▸ Dataset rows:
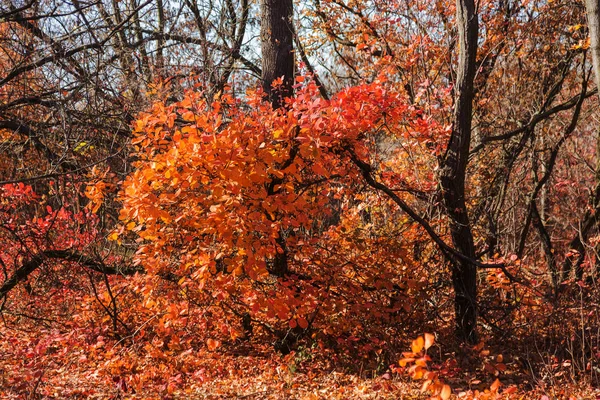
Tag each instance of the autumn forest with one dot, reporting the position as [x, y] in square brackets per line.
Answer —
[317, 199]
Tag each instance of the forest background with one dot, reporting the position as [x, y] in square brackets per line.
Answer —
[269, 199]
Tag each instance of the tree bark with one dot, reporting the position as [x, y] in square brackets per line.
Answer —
[590, 220]
[453, 174]
[277, 47]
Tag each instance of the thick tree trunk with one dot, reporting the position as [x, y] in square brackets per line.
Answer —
[277, 38]
[453, 174]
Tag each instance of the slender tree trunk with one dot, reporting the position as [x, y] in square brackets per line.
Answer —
[453, 174]
[590, 220]
[277, 44]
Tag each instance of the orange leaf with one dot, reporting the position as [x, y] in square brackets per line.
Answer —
[446, 392]
[417, 344]
[212, 344]
[405, 361]
[303, 323]
[429, 339]
[495, 386]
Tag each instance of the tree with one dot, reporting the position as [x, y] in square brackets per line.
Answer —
[277, 44]
[453, 173]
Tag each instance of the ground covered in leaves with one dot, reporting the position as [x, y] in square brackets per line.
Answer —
[55, 365]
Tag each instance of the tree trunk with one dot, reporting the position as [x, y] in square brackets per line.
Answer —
[577, 246]
[276, 34]
[453, 174]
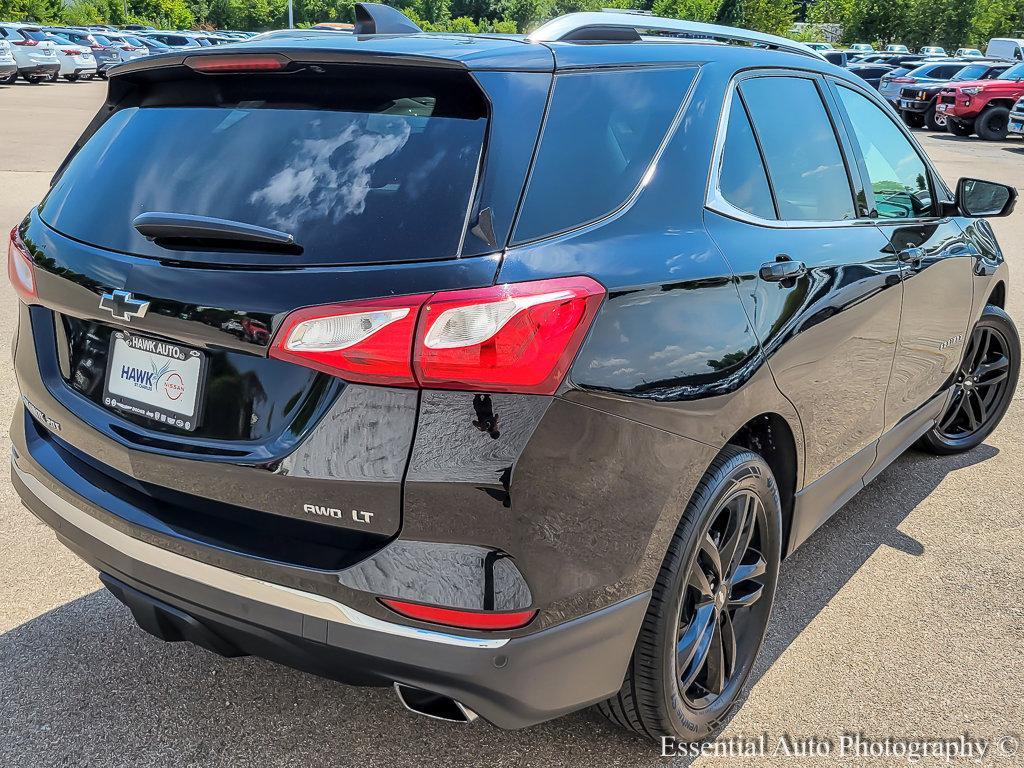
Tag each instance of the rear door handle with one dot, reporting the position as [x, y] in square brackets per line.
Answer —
[776, 271]
[912, 256]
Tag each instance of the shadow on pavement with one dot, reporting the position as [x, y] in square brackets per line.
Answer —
[82, 685]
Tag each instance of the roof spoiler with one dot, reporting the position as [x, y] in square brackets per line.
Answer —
[375, 18]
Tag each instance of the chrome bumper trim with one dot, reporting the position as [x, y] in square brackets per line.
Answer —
[237, 584]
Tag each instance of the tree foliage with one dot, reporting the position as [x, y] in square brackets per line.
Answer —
[947, 23]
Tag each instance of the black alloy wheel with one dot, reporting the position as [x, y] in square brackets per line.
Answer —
[726, 580]
[710, 606]
[983, 387]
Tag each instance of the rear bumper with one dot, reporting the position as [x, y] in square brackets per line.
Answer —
[510, 682]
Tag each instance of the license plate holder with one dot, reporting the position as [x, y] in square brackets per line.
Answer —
[162, 381]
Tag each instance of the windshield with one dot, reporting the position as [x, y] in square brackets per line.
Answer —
[1014, 73]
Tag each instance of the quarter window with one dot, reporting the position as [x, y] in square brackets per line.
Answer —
[804, 161]
[742, 180]
[897, 174]
[601, 134]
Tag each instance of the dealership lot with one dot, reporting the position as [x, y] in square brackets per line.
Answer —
[900, 619]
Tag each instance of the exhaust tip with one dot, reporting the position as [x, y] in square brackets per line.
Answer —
[434, 706]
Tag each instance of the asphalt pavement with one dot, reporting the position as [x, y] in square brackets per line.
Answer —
[902, 617]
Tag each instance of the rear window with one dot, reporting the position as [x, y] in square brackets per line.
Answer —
[600, 136]
[385, 174]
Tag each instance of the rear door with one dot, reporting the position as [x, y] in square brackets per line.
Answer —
[819, 282]
[936, 258]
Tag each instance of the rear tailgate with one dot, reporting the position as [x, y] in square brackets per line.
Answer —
[379, 174]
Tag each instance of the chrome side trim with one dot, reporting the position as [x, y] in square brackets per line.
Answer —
[237, 584]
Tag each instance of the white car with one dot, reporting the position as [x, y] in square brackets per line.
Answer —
[129, 51]
[76, 60]
[37, 59]
[8, 67]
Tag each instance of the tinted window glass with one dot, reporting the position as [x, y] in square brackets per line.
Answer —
[387, 178]
[897, 174]
[804, 161]
[742, 180]
[600, 136]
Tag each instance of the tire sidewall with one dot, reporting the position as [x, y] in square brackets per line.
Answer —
[748, 471]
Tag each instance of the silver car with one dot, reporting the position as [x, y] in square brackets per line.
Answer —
[37, 59]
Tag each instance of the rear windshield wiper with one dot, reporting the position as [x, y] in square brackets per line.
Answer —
[206, 232]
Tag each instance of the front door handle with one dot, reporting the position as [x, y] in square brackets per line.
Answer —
[912, 256]
[776, 271]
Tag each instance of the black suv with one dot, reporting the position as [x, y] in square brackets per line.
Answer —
[505, 371]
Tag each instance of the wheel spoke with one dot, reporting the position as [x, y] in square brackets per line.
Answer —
[716, 677]
[691, 651]
[710, 550]
[735, 547]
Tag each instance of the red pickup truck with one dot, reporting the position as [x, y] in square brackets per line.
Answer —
[982, 107]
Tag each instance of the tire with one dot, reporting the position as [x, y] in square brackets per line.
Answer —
[934, 121]
[958, 128]
[993, 124]
[913, 119]
[984, 387]
[653, 701]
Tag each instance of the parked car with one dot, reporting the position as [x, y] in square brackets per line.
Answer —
[103, 51]
[1006, 48]
[76, 60]
[918, 100]
[982, 107]
[129, 50]
[37, 59]
[8, 67]
[870, 73]
[481, 456]
[933, 72]
[173, 39]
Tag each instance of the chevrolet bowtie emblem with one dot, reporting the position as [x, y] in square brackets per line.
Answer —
[123, 305]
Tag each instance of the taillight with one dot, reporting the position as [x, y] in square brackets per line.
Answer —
[19, 268]
[469, 620]
[518, 337]
[513, 338]
[364, 341]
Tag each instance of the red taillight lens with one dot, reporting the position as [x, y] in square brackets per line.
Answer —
[518, 337]
[236, 64]
[364, 341]
[467, 620]
[19, 267]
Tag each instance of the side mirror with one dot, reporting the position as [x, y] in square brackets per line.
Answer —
[976, 198]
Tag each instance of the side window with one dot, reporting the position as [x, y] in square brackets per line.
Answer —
[600, 136]
[897, 174]
[741, 179]
[804, 161]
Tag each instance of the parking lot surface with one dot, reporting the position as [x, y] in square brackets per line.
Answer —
[901, 617]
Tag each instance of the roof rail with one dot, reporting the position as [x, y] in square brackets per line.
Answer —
[375, 18]
[625, 27]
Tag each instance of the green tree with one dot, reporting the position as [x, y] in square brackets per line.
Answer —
[691, 10]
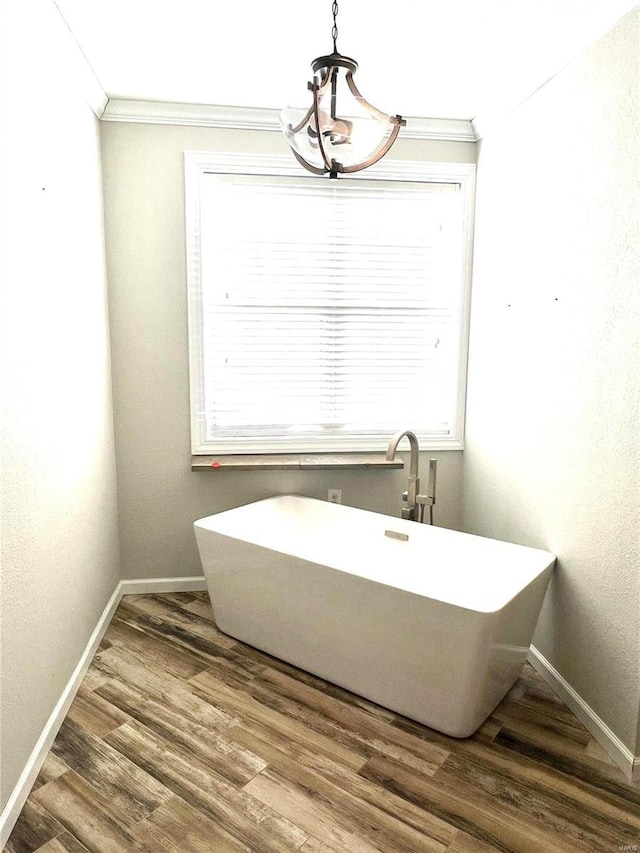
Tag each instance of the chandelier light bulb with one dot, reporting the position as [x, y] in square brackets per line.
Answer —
[340, 132]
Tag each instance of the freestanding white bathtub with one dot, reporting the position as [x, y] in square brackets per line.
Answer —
[425, 621]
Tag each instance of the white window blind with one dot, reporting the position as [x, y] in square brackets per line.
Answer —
[329, 312]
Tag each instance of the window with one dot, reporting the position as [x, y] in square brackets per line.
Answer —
[326, 314]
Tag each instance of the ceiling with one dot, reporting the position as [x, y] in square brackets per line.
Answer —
[447, 59]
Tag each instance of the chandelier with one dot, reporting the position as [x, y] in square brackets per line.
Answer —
[340, 132]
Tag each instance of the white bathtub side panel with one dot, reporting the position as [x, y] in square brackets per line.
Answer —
[421, 658]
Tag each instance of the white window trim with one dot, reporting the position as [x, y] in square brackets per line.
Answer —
[199, 163]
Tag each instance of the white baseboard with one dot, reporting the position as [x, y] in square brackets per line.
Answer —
[141, 586]
[610, 742]
[19, 795]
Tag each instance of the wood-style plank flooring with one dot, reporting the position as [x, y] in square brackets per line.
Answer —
[183, 739]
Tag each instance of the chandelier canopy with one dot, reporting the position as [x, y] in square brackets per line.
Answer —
[340, 132]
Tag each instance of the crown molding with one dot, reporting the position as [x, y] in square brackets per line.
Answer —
[258, 118]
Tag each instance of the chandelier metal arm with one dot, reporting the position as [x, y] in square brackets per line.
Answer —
[321, 133]
[318, 91]
[315, 169]
[316, 113]
[373, 110]
[378, 154]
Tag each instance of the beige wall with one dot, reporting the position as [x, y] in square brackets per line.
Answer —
[159, 497]
[553, 437]
[59, 521]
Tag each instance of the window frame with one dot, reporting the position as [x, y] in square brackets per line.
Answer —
[199, 163]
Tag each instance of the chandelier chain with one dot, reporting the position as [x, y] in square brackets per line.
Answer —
[334, 31]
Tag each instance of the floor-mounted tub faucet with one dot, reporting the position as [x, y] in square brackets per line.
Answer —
[415, 502]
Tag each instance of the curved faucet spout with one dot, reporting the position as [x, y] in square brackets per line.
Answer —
[413, 444]
[414, 481]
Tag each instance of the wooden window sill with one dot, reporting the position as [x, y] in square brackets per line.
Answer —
[293, 462]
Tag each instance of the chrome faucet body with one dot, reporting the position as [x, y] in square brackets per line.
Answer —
[413, 510]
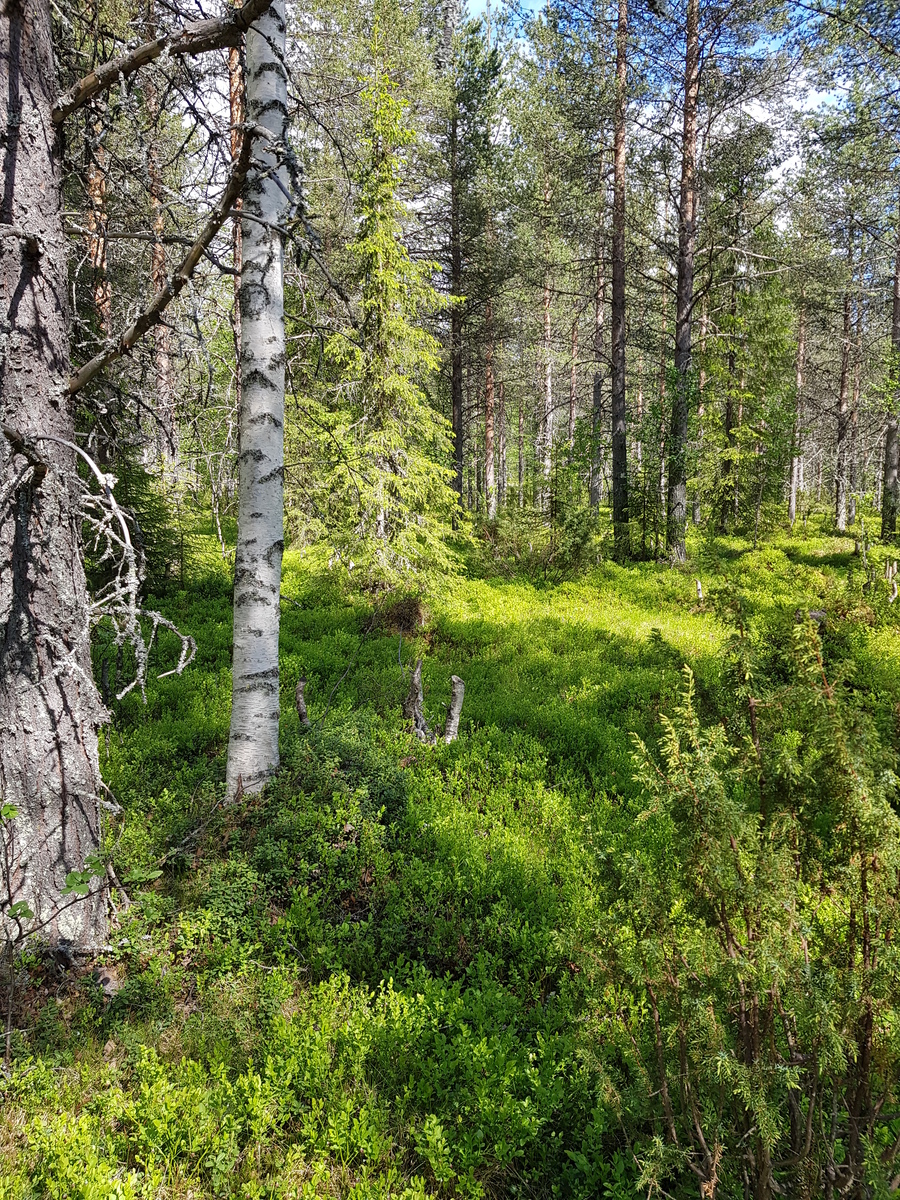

▸ WHAT THE TASK REQUIRES: Reproduce the listing verbatim, starting at the line that contains "Tag each instance of the chandelier chain" and ending at the end of the listing. Leave all pictures out of your reply.

▸ CORRECT RESULT:
Tag each instance of the chandelier chain with one dot, reporting the position as [x, y] in square brackets per line.
Answer —
[334, 31]
Tag each instance of the floor-mounted tub faucet with one dot, reporting the position as [x, y] in square brackets per line.
Answer —
[415, 502]
Tag each instance of the curved faucet spout with one dot, reporting the position as [x, y] in square brackets per line.
Answer —
[413, 444]
[414, 481]
Tag each instance of the wooden window sill with one dot, reporting the position as [x, y] in square brackets per line.
Answer —
[293, 462]
Tag each instance of the chrome faucet body with one dot, reporting the position as [x, y] in square brackets per line.
Answer —
[413, 510]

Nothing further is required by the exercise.